Instructions to follow:
Whatever appears in the entries must be given again exactly.

Extracted data:
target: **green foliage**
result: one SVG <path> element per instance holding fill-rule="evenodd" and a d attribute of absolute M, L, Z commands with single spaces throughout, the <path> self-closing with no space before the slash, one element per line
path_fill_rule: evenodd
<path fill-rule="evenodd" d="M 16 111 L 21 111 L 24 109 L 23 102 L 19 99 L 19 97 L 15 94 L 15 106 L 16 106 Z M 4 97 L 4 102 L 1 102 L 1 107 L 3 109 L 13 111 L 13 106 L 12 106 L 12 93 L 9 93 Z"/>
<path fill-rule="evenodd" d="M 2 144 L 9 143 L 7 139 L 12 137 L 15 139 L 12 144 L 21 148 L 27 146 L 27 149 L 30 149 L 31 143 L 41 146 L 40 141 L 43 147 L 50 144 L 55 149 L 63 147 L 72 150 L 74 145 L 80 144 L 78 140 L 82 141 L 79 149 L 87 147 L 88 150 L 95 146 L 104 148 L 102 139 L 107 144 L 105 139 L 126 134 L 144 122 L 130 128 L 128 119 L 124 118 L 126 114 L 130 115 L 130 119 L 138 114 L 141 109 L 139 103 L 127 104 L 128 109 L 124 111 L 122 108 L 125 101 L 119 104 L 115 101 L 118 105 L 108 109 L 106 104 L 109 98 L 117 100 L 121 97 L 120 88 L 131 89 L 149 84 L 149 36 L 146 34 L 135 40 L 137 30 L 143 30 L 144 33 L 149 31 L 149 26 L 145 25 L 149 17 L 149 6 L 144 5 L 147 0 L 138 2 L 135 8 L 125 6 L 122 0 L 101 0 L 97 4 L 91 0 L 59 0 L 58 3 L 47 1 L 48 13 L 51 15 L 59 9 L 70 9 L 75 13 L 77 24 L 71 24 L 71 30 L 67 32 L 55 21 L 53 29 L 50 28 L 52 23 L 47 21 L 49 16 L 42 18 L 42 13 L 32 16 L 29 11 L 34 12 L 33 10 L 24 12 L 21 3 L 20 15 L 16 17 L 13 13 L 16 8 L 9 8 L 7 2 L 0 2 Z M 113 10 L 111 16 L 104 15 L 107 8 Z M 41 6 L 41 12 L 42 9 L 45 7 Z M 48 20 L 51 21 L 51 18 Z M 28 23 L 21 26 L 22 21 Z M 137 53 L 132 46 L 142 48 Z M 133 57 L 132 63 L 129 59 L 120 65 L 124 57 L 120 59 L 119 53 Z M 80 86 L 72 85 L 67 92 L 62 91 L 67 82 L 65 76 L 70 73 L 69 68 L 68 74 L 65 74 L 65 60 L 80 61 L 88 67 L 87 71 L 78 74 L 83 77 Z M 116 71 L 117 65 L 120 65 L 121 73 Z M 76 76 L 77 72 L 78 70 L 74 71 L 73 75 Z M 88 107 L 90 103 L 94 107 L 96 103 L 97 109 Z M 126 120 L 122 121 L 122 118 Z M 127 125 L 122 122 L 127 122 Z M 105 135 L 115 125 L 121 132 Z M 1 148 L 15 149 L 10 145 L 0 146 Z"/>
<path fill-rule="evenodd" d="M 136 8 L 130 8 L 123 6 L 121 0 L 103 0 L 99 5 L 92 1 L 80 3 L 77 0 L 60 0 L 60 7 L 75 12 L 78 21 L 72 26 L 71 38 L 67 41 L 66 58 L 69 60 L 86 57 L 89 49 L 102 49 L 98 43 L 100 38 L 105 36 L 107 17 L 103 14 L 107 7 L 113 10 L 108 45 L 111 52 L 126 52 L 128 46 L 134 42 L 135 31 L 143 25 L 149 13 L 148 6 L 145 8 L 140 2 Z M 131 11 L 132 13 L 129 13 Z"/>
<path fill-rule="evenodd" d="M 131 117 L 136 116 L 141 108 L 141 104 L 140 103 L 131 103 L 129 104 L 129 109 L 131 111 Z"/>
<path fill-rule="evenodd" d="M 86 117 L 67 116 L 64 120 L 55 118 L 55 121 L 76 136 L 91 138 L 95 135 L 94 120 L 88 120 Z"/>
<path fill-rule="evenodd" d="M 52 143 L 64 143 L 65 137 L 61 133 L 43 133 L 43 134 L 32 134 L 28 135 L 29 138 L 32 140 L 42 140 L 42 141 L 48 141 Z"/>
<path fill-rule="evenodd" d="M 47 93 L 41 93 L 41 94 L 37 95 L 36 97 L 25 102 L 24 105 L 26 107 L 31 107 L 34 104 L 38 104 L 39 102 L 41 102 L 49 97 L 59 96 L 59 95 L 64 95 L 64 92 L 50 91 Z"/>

Reply to the task:
target: **green foliage**
result: one SVG <path> element per instance holding fill-rule="evenodd" and a d attribute of absolute M, L, Z commands with single spaces throughout, the <path> self-closing with no space before the slash, one element per line
path_fill_rule: evenodd
<path fill-rule="evenodd" d="M 16 111 L 21 111 L 24 109 L 23 102 L 19 99 L 19 97 L 15 94 L 15 106 L 16 106 Z M 4 97 L 4 102 L 1 102 L 1 107 L 3 109 L 13 111 L 13 106 L 12 106 L 12 93 L 9 93 Z"/>
<path fill-rule="evenodd" d="M 2 144 L 9 143 L 7 139 L 12 137 L 15 139 L 12 144 L 21 148 L 27 146 L 27 149 L 30 149 L 31 143 L 41 146 L 40 141 L 43 147 L 50 144 L 55 149 L 63 147 L 72 150 L 74 145 L 80 144 L 78 140 L 82 141 L 79 149 L 87 147 L 88 150 L 95 146 L 104 148 L 102 139 L 107 144 L 105 139 L 126 134 L 144 122 L 130 128 L 128 119 L 124 118 L 126 114 L 130 115 L 130 119 L 138 114 L 141 109 L 139 103 L 127 104 L 128 109 L 124 111 L 122 108 L 125 101 L 119 104 L 115 101 L 118 105 L 108 109 L 106 104 L 109 98 L 117 100 L 121 97 L 120 88 L 131 89 L 149 84 L 149 36 L 146 34 L 135 40 L 137 30 L 143 30 L 144 33 L 149 31 L 149 26 L 145 25 L 149 17 L 149 6 L 144 5 L 147 0 L 138 2 L 135 8 L 125 6 L 122 0 L 101 0 L 97 4 L 91 0 L 59 0 L 58 3 L 47 1 L 48 13 L 51 15 L 59 9 L 70 9 L 75 13 L 77 24 L 71 24 L 71 30 L 67 32 L 55 21 L 53 29 L 50 28 L 52 23 L 47 21 L 49 16 L 42 18 L 42 13 L 32 16 L 29 11 L 34 12 L 33 10 L 24 12 L 21 3 L 20 15 L 16 17 L 13 13 L 16 8 L 9 8 L 7 2 L 0 2 Z M 113 10 L 111 16 L 104 15 L 107 8 Z M 41 6 L 41 12 L 42 9 L 45 7 Z M 48 20 L 51 21 L 51 18 Z M 28 23 L 21 26 L 22 21 Z M 137 53 L 132 46 L 142 48 Z M 133 57 L 132 63 L 129 59 L 120 65 L 124 57 L 120 59 L 119 53 Z M 80 86 L 72 85 L 67 92 L 62 91 L 67 82 L 65 76 L 70 73 L 69 68 L 68 74 L 65 74 L 65 60 L 80 61 L 88 67 L 87 71 L 78 74 L 83 77 Z M 116 71 L 117 65 L 120 65 L 121 73 Z M 76 76 L 77 72 L 78 70 L 74 71 L 73 75 Z M 88 107 L 90 103 L 94 107 L 96 103 L 97 109 Z M 126 120 L 122 121 L 122 118 Z M 127 125 L 122 122 L 127 122 Z M 105 135 L 115 125 L 121 132 Z M 1 148 L 15 149 L 10 145 L 0 146 Z"/>
<path fill-rule="evenodd" d="M 136 8 L 130 8 L 123 6 L 121 0 L 103 0 L 99 5 L 92 1 L 80 3 L 77 0 L 60 0 L 60 7 L 75 12 L 78 21 L 72 26 L 71 38 L 67 41 L 66 58 L 69 60 L 86 57 L 89 49 L 102 49 L 98 43 L 100 38 L 105 36 L 107 17 L 103 14 L 107 7 L 113 10 L 108 45 L 111 52 L 126 52 L 128 46 L 134 42 L 135 31 L 143 25 L 149 13 L 148 6 L 145 8 L 140 2 Z M 131 11 L 132 13 L 129 13 Z"/>
<path fill-rule="evenodd" d="M 131 117 L 136 116 L 141 108 L 141 104 L 140 103 L 131 103 L 129 104 L 129 109 L 131 111 Z"/>
<path fill-rule="evenodd" d="M 86 117 L 67 116 L 64 120 L 55 118 L 55 121 L 76 136 L 91 138 L 95 135 L 94 120 L 88 120 Z"/>
<path fill-rule="evenodd" d="M 52 143 L 64 143 L 65 137 L 61 133 L 43 133 L 43 134 L 32 134 L 28 135 L 29 138 L 32 140 L 42 140 L 42 141 L 48 141 Z"/>
<path fill-rule="evenodd" d="M 47 93 L 41 93 L 41 94 L 37 95 L 36 97 L 25 102 L 24 105 L 26 107 L 31 107 L 34 104 L 38 104 L 39 102 L 41 102 L 49 97 L 59 96 L 59 95 L 64 95 L 64 92 L 50 91 Z"/>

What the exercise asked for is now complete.